[Coordinate annotation entries]
....
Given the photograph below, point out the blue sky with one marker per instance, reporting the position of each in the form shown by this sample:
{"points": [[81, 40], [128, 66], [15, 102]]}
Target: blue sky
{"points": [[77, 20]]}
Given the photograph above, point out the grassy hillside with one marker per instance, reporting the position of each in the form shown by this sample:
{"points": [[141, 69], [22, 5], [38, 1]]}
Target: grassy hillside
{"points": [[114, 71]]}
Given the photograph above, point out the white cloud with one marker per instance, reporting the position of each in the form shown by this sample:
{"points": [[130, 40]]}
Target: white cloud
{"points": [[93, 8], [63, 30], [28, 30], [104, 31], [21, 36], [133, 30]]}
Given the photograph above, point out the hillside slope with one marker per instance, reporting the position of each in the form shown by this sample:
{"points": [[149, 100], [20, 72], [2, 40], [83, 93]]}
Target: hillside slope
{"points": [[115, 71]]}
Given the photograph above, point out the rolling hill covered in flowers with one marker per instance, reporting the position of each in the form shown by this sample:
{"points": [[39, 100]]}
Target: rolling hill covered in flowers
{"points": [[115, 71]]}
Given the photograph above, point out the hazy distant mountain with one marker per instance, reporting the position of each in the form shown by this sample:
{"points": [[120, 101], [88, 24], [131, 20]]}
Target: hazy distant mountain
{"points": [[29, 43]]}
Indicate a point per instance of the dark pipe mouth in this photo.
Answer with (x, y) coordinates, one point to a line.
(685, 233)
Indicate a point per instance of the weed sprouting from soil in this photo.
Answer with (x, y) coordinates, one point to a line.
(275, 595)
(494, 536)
....
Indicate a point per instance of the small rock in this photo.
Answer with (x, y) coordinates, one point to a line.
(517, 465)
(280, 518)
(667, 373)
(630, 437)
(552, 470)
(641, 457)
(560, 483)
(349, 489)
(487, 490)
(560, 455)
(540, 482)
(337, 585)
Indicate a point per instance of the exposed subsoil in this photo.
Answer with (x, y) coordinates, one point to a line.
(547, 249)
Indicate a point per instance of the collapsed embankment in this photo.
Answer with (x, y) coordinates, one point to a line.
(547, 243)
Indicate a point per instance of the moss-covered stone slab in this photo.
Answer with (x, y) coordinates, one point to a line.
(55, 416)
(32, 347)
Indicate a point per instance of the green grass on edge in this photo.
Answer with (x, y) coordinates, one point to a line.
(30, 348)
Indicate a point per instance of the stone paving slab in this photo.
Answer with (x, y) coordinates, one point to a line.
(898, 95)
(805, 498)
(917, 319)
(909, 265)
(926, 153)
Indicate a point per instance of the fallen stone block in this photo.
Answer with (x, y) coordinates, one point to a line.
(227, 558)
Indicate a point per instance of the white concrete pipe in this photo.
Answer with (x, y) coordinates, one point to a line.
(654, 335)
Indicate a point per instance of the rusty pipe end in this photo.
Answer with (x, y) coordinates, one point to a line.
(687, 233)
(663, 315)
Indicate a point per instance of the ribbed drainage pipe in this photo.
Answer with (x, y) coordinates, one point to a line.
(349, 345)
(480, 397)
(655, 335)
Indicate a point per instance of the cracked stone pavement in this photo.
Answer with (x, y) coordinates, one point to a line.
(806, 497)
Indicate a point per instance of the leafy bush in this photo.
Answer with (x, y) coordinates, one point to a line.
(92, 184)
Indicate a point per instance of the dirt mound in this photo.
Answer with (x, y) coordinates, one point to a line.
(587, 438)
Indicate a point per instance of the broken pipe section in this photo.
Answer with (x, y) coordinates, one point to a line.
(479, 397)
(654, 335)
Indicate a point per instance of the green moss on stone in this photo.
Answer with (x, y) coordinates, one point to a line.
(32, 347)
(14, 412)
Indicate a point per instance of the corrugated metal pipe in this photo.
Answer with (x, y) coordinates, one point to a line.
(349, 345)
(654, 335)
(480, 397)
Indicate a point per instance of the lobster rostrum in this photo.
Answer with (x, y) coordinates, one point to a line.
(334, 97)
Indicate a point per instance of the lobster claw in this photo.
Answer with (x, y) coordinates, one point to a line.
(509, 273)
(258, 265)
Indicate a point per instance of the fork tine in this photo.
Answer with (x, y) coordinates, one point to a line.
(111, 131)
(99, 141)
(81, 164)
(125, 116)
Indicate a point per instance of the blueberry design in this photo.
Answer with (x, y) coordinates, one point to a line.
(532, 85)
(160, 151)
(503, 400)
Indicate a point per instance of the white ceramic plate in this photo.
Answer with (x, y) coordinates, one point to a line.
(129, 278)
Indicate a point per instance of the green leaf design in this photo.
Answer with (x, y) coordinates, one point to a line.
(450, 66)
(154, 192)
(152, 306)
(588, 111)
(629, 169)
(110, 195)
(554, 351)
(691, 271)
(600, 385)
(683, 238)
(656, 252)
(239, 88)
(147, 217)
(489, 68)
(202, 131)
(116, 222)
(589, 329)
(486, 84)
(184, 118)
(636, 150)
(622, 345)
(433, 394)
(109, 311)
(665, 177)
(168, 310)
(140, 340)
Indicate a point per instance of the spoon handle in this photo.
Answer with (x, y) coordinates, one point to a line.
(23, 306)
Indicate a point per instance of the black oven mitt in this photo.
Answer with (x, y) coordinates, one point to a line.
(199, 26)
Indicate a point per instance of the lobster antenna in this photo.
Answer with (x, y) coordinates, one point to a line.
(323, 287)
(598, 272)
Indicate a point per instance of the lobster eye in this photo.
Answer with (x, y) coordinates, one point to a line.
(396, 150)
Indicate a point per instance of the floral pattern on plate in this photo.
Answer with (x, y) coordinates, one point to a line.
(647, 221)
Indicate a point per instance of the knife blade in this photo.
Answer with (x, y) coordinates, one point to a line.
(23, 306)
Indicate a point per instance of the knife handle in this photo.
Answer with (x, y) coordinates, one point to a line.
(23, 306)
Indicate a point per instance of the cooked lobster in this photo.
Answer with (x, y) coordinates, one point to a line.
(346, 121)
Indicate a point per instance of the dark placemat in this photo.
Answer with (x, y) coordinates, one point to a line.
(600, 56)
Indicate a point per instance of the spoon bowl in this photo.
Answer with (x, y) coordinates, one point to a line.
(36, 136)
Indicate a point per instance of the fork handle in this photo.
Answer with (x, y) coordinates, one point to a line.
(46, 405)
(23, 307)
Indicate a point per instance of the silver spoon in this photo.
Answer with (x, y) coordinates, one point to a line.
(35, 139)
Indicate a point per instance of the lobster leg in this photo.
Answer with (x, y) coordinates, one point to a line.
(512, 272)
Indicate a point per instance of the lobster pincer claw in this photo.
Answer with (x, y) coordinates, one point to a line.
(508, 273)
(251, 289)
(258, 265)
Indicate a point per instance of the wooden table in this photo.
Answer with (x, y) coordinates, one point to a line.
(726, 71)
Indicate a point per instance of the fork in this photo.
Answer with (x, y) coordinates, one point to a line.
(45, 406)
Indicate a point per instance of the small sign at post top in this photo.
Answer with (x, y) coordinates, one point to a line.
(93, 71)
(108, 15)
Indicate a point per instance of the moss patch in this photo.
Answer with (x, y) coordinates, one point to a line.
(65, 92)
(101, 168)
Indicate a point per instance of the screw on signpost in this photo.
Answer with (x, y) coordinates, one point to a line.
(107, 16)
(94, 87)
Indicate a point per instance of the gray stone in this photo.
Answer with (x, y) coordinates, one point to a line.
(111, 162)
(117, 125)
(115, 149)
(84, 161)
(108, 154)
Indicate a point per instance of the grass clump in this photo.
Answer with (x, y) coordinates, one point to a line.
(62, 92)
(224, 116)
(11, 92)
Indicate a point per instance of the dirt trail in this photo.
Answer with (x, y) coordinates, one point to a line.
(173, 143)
....
(Exercise instructions) Pull out each line of the records that contains the string "grassy", matching case exactly.

(Output for this task)
Given the photograph above, point out the grassy hillside with one marker per instance, reporting the position of each in the form shown by this sample:
Target: grassy hillside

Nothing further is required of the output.